ФРАГМЕНТ ТЕКСТА
Мы смотрели фильм «Назад в будущее» и не по одному разу. Собственно, ровесникам я могу больше ничего не объяснять, правда? Наши знаковые 1985 год и 2015-й. Фильм весёлый, комедийный, приключенческий, но мы же умудрялись, отсмеявшись и обсудив кино (Марти, профессора, машину «делориан»), плавно перейти к нашим реалиям через призму фантастического сюжета. И начать фантазировать про 2015 год. Который сегодня уже прошлое, а тогда казалось, что дождаться его вообще почти невозможно!
Нам бывало трудно закончить болтовню, трудно расстаться. Мы были очень молоды, почти все начитаны, многие неглупы и жили в потрясающе интересное переломное время. Нам фантастически повезло!
При этом мы не забывали «задачу», стоявшую перед нами: пересмотреть все доселе неведомые нам фильмы мирового экрана. (Тем временем, наши крохотные дети спали в соседней комнате, наигравшись друг с другом. Бывало, что мы их «сдавали» бабушкам и тогда наслаждались полной свободой на целые сутки!)

ФРАГМЕНТЫ НАБОРА ДАННЫХ
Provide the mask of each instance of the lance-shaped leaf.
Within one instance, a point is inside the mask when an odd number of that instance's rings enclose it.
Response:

==

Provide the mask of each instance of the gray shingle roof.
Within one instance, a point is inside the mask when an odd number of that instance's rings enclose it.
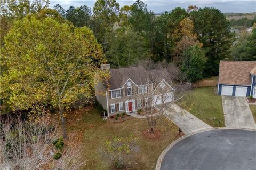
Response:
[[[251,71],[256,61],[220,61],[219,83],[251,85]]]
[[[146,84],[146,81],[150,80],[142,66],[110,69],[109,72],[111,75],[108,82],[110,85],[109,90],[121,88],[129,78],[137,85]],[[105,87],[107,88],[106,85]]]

ЗАДАНИЕ
Ответьте на вопросы по отрывку о просмотрах фильма «Назад в будущее»:
1. Какие два года названы в отрывке знаковыми?
2. В чём состояла «задача», стоявшая перед компанией?
3. Где спали дети, пока взрослые смотрели фильмы?
Эти записи взяты из другого источника, не из текста.

ПРАВИЛЬНЫЙ ОТВЕТ
1. 1985 и 2015 годы.
2. Пересмотреть все доселе неведомые им фильмы мирового экрана.
3. В соседней комнате.